## BEGIN

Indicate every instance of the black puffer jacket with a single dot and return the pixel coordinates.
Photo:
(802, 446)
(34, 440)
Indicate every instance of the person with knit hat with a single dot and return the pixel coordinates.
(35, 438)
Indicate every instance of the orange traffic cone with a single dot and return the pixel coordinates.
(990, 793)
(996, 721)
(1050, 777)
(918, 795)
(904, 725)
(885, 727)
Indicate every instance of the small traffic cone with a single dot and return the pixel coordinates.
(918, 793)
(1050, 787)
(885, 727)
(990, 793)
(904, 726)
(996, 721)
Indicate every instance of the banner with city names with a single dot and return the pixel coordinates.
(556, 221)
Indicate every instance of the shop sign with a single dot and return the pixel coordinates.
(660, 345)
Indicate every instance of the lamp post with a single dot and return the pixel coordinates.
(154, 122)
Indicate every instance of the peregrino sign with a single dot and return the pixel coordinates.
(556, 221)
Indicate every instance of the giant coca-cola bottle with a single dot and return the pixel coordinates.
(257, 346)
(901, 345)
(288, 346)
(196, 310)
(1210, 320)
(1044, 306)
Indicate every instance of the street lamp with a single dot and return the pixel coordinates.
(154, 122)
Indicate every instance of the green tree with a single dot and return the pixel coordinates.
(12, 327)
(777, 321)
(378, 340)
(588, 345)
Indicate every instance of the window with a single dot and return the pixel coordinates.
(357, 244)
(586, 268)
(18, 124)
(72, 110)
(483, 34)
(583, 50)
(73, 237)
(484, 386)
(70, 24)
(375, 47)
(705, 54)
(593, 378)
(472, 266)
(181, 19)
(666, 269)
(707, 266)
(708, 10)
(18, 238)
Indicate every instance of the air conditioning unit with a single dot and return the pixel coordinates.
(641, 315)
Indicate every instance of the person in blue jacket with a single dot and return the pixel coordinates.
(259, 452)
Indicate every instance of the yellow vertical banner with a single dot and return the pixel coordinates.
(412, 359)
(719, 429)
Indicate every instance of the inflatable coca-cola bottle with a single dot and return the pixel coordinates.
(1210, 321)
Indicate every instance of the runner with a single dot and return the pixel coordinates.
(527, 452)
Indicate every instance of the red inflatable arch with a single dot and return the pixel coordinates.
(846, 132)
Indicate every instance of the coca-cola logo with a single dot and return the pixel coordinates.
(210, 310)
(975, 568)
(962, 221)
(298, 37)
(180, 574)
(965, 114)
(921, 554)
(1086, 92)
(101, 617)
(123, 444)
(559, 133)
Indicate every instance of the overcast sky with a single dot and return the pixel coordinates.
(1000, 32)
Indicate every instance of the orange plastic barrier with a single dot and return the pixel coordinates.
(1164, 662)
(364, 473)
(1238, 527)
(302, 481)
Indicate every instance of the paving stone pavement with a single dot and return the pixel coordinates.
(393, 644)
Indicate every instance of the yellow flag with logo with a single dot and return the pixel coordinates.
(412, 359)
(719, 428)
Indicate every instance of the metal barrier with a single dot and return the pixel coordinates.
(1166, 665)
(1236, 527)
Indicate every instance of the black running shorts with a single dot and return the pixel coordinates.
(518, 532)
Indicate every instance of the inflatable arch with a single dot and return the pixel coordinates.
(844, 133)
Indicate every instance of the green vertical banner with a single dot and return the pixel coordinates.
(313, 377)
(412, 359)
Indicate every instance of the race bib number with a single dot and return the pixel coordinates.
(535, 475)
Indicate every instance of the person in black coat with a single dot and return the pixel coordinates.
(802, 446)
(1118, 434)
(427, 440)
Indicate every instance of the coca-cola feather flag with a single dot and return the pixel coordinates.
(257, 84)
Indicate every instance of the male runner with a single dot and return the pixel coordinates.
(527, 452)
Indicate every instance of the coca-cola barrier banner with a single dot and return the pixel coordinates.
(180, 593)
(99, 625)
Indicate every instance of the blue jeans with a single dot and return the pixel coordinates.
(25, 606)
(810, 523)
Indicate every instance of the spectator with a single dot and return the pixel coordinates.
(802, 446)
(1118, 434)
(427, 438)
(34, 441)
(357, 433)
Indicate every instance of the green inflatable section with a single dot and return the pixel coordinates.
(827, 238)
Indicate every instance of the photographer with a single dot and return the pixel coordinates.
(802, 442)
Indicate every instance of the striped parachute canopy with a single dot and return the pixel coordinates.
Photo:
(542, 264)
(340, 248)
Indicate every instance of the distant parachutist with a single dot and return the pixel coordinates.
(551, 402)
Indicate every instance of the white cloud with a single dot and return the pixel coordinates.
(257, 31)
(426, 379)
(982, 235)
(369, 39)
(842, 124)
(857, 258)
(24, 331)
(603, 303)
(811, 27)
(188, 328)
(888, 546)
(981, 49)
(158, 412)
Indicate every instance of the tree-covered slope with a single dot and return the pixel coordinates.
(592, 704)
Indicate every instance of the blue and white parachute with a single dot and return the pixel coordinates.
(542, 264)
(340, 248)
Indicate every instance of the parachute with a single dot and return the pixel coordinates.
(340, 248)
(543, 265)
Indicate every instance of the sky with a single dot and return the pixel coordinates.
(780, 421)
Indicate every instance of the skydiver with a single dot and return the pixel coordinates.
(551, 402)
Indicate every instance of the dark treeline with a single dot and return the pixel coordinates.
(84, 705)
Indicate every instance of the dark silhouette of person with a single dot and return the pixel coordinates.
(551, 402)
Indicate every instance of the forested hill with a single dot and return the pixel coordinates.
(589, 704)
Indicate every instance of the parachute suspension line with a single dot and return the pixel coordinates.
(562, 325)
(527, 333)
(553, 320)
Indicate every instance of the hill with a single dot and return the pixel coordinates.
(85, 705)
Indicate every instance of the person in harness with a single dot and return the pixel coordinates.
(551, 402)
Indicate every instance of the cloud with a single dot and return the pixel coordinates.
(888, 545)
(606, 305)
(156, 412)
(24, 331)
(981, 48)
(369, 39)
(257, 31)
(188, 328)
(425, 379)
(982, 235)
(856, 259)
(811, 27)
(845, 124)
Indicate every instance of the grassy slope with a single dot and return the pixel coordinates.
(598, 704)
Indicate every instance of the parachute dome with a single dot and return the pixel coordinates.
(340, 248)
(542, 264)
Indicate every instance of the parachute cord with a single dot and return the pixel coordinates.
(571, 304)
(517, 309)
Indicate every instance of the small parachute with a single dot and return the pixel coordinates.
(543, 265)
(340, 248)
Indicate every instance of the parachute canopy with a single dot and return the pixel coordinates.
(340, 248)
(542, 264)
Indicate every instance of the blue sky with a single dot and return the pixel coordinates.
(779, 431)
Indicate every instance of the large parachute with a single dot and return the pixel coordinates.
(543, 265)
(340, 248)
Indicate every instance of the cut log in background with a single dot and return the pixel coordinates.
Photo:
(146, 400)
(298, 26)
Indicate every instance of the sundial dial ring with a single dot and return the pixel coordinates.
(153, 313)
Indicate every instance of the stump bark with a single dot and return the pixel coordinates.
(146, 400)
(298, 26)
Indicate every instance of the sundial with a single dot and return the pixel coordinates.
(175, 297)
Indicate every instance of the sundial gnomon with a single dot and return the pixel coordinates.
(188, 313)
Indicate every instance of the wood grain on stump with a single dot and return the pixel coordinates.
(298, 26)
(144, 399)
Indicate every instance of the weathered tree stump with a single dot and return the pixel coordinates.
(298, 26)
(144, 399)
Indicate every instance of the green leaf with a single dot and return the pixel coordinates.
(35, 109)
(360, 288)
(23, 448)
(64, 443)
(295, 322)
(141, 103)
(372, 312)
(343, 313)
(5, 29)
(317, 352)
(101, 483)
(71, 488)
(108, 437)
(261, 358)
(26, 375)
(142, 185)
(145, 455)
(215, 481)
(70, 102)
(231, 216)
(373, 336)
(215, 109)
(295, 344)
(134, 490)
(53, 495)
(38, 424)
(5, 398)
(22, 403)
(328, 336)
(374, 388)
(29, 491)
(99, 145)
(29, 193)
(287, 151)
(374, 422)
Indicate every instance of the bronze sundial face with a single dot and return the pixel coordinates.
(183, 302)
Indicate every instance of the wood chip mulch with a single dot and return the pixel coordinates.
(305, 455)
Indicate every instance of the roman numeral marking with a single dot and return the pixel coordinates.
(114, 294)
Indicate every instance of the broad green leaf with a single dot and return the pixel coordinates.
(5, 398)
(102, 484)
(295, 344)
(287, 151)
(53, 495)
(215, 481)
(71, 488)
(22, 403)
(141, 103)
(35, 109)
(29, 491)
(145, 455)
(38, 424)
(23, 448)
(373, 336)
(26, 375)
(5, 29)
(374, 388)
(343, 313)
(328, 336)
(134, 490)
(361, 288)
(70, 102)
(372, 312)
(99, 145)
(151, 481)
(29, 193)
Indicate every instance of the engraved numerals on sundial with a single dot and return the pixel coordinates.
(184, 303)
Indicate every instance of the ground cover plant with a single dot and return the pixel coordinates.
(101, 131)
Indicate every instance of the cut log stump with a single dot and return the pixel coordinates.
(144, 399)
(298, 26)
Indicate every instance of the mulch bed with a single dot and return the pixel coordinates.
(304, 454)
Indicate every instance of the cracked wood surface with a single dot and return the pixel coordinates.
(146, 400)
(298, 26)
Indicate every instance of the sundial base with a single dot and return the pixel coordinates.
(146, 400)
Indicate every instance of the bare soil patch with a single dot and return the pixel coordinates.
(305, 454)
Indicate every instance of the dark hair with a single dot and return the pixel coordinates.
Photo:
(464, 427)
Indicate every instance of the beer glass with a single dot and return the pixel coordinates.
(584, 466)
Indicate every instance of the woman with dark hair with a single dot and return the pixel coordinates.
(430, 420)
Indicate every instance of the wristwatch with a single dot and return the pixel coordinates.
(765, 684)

## END

Revise the data from the line containing "Indicate every instance of the ground" through the end of the data, inclusive, changing "mulch bed" to "mulch layer" and keeping all else the same. Give back only those lines.

Indicate every instance of the ground cover plant with a single dot and return the pixel coordinates.
(101, 131)
Indicate every instance of the cut log stump with a single dot and return the pixel coordinates.
(144, 399)
(298, 26)
Indicate every instance of the mulch layer with a single dot and return the pixel coordinates.
(304, 454)
Indicate every instance of the cracked wood surface with a single dot and return the pixel coordinates.
(146, 400)
(298, 26)
Indicate every instance of the sundial base with a single dot and return the pixel coordinates.
(146, 400)
Indicate every instance of the bare soil patch with a single dot and return the pixel coordinates.
(305, 454)
Indicate every instance of the dark hair with a single dot and return the pixel coordinates.
Photo:
(464, 427)
Indicate every instance of the beer glass with a single dot and return the pixel coordinates.
(584, 466)
Indicate every instance of the woman with dark hair with a single dot and return the pixel coordinates.
(430, 420)
Indicate every instance of the wristwatch with a single dot and return the pixel coordinates.
(765, 684)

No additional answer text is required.